DOCUMENT SECTION
[17930]
August 31, 2004
TO: BOARD OF GOVERNORS No. 55-04
BROKER/DEALER ADVISORY COMMITTEE No. 25-04
BROKER/DEALER ASSOCIATE MEMBERS No. 4-04
COMPLIANCE ADVISORY COMMITTEE No. 84-04
PRIMARY CONTACTS - BROKER DEALER ASSOCIATE MEMBERS
PRIMARY CONTACTS - MEMBER COMPLEX No. 79-04
SEC RULES MEMBERS No. 121-04
SMALL FUNDS MEMBERS No. 93-04
RE: NASD SANCTIONS BROKER-DEALER AND OFFICERS FOR FACILITATING
DECEPTIVE MARKET TIMING PRACTICES OF MUTUAL FUNDS
The NASD has announced the settlement of charges against a broker-dealer, its
President, and its former Chief Operating Officer for facilitating deceptive market timing
practices of mutual funds and failing to have an adequate supervisory system to prevent and
detect market timing and possible late trading.∗ In settling the matter, each of the Respondents
neither admitted nor denied the NASD’s allegations or findings. The settlement, which is
attached, is briefly described below.
The NASD found that from January 2001 through August 2002, the broker-dealer helped
four hedge fund clients engage in deceptive market timing practices. The NASD found that the
broker-dealer received a total of at least 77 notices from about 30 different fund families
informing the broker-dealer that market timing was not welcome or permitted by the funds and
that the activity in question must cease. Notwithstanding these notices, the hedge fund clients
repeatedly avoided attempts by thirteen mutual fund companies to stop the clients’ activities.

RECORDED DATA
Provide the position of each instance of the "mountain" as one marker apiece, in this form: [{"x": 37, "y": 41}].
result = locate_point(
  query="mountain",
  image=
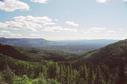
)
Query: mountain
[
  {"x": 106, "y": 65},
  {"x": 70, "y": 46},
  {"x": 111, "y": 54}
]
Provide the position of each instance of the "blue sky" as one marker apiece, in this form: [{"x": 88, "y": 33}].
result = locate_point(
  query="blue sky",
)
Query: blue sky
[{"x": 63, "y": 19}]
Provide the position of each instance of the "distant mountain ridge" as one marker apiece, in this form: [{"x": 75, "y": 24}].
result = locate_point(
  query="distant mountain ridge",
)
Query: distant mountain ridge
[{"x": 72, "y": 46}]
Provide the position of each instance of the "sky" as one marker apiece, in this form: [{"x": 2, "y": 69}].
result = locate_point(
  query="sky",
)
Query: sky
[{"x": 63, "y": 19}]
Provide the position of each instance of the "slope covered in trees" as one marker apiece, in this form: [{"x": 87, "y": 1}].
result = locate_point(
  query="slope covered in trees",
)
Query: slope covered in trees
[{"x": 103, "y": 66}]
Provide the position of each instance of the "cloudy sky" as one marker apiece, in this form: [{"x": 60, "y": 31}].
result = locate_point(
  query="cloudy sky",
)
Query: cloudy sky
[{"x": 63, "y": 19}]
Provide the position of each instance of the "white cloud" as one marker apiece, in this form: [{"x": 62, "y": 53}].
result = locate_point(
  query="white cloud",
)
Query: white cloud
[
  {"x": 12, "y": 5},
  {"x": 40, "y": 1},
  {"x": 71, "y": 23},
  {"x": 26, "y": 25},
  {"x": 102, "y": 1},
  {"x": 101, "y": 33}
]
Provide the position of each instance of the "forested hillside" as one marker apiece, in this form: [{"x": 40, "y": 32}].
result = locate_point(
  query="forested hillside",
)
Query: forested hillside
[{"x": 106, "y": 65}]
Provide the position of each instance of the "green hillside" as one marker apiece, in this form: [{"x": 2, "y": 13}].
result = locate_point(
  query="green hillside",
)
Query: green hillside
[{"x": 20, "y": 65}]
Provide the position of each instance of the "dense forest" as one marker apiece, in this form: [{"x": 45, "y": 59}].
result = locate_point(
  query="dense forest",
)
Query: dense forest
[{"x": 106, "y": 65}]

TASK INSTRUCTIONS
- A) Return each line of the entries that contains the string "instance".
- B) Continue the NASD memorandum on market timing sanctions from the point at which it ends.
The NASD memorandum and the entries originate from separate, unrelated sources.

ANSWERS TO EACH TASK
- A)
Provide the position of each instance of the "mountain" as one marker apiece, in this form: [{"x": 37, "y": 41}].
Provide the position of each instance of the "blue sky" as one marker apiece, in this form: [{"x": 88, "y": 33}].
Provide the position of each instance of the "distant mountain ridge" as one marker apiece, in this form: [{"x": 75, "y": 24}].
Provide the position of each instance of the "sky" as one marker apiece, in this form: [{"x": 2, "y": 69}].
Provide the position of each instance of the "slope covered in trees" as one marker apiece, in this form: [{"x": 87, "y": 1}].
Provide the position of each instance of the "cloudy sky" as one marker apiece, in this form: [{"x": 60, "y": 31}].
Provide the position of each instance of the "white cloud" as one marker apiece, in this form: [{"x": 62, "y": 53}].
Provide the position of each instance of the "forested hillside" as one marker apiece, in this form: [{"x": 40, "y": 32}].
Provide the position of each instance of the "green hillside" as one marker apiece, in this form: [{"x": 2, "y": 13}].
Provide the position of each instance of the "dense forest" as one marker apiece, in this form: [{"x": 45, "y": 59}].

- B)
The NASD found that the hedge fund clients transacted at least 1,000 mutual fund trades,
totaling nearly $400 million, after the broker-dealer had received notices that the fund
companies considered the timing strategy of the clients to be disruptive and contrary to the
interests of long-term investors. The NASD further found that the broker-dealer failed to
prevent the hedge fund clients from continuing to trade the funds through deceptive means.
For example, after an account was restricted by a mutual fund company for market timing, the
hedge fund client evaded subsequent detection by shifting the prohibited activity to another
∗ See NASD Orders First-Ever Suspension of Mutual Fund Business and $600,000 in Sanctions Against National
Securities Corp. for Deceptive Market Timing Practices (press release issued by NASD, February 19, 2004) (“Press
Release”), available at http://www.nasdr.com/news/pr2004/release_04_055.html; In re National Securities
Corporation, Michael A. Bresner, and David M. Williams, NASD Letter of Acceptance, Waiver and Consent (Aug. 2004).
2
account that it controlled. In other instances, the client continued to time the fund through the
very same account that had been restricted by the fund company, which resulted in the issuance
of additional notices or warnings until the account finally complied with the market timing
restriction.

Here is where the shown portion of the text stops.